(DOCUMENT SECTION begins)

It’s a kind of slime that seeps into the cracks and crevices of organisations.
Rots the foundations, from the roots, up.
It stands between man and his god. No, not religion… the bureaucracy that religion invents.
The bureaucracy that stands between reality and innovation.
It was bureaucracy that allowed a space craft to venture into the heavens with frozen O-rings. It is bureaucracy that dissolves ideas. It is a fungus.
Bureaucracy killed people when conventional procurement delayed PPE. Bureaucracy disenfranchises people. Instead of looking out, to the horizon for ideas and the-new, bureaucracy forces us to look inwards and down.
Government after government has promised to end bureaucracy. It never does. Bureaucracy is the friend of the mediocre and the hiding place of the under-average.
The press don’t help. They like bureaucracy. It creates contact points. Sources and gossip.
Everyone in the system is safe because of bureaucracy. No one is at risk, no one has to make a decision, no one has to do anything new.
Bureaucracy keeps the public and service users at arm’s length. Bureaucracy and petty intrigue go hand in hand.
If there was a way to clip its wings, curtail it or make us think differently, it would be the urgency and immediacy that the management of healthcare, by the use of technology, could bring to the day-to-day. Data and data management. Data-driven, decision support, could sweep bureaucracy away.
Bureaucracy… creates delays, duplication, interfaces and costs lives.
It saves lives by preventing us from making the same mistakes again and again.
Data collects our errors and uncertainties and gives us decision support and alternatives.
Data collects the best of the past and carries it into the future.
Data is a compass, a combine harvester, a deep mine-excavator and if it were a creature, it would be a sheep-dog.
Data saves lives but this wretched, miserable, meandering, confused document kills off all thoughts that the future looks anything more than bureaucrat-fest, leaden and thoughtless.
In the sixth sentence of the ministerial foreword, reviewing the impact of Covid on the here-and-now, it says;
‘…Data made all the difference…’
It didn’t. What made the real difference were the people who took bureaucracy to the top floor of their building and threw it off… and got on using the data.

(DOCUMENT SECTION ends)
(MATERIAL PROVIDED begins)

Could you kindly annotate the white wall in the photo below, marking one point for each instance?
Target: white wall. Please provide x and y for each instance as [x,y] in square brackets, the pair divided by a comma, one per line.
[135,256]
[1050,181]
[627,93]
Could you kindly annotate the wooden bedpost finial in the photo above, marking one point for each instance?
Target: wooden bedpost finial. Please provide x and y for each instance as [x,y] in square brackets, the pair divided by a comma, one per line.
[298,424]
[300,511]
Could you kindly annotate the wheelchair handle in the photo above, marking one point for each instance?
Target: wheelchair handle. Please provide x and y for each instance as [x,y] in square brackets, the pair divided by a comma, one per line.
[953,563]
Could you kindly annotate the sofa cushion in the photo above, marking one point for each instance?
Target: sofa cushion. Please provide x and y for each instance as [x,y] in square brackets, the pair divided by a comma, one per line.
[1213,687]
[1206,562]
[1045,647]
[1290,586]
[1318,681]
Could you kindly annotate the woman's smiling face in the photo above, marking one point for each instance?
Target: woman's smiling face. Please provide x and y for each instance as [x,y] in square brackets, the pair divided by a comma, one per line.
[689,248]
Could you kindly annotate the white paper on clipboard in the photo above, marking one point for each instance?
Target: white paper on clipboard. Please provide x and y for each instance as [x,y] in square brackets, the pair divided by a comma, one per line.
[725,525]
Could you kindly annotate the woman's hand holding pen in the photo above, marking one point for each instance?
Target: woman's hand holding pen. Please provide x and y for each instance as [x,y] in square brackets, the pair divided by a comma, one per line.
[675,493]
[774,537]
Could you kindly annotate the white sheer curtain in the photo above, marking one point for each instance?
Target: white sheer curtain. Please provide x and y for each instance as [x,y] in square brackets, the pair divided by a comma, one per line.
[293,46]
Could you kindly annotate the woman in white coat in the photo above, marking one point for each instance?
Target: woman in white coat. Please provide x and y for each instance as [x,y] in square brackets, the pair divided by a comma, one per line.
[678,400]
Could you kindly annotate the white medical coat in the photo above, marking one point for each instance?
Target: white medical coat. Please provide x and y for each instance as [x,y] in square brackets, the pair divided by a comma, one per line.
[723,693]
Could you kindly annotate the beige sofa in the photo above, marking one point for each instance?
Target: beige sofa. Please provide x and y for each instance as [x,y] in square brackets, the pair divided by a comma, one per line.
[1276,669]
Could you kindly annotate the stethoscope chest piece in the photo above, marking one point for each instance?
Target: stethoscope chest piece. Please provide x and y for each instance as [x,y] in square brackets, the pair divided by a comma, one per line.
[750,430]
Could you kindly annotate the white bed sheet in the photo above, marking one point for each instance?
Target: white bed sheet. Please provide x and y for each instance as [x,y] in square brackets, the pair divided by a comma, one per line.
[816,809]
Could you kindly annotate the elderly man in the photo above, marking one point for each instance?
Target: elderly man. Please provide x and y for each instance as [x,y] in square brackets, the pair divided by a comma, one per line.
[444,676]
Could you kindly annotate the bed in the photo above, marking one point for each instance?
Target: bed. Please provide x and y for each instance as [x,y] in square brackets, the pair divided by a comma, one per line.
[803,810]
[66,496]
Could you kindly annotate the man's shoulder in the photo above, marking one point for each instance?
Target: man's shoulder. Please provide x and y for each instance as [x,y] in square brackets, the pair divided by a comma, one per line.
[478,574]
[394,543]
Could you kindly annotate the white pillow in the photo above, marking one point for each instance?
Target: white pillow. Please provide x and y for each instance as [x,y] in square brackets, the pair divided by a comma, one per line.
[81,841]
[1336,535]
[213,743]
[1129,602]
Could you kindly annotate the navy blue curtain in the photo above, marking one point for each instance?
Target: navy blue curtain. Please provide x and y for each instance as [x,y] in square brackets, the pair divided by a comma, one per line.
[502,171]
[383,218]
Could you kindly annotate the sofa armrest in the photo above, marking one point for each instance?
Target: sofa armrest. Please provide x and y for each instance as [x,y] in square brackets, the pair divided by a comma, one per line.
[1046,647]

(MATERIAL PROVIDED ends)

Answer these questions about the piece on bureaucracy.
(a) According to the piece, what delayed PPE?
(b) In which sentence of the ministerial foreword does the quoted phrase "Data made all the difference" appear?
(c) What creature does the piece say data would be if it were one?

(a) Conventional procurement.
(b) The sixth sentence.
(c) A sheep-dog.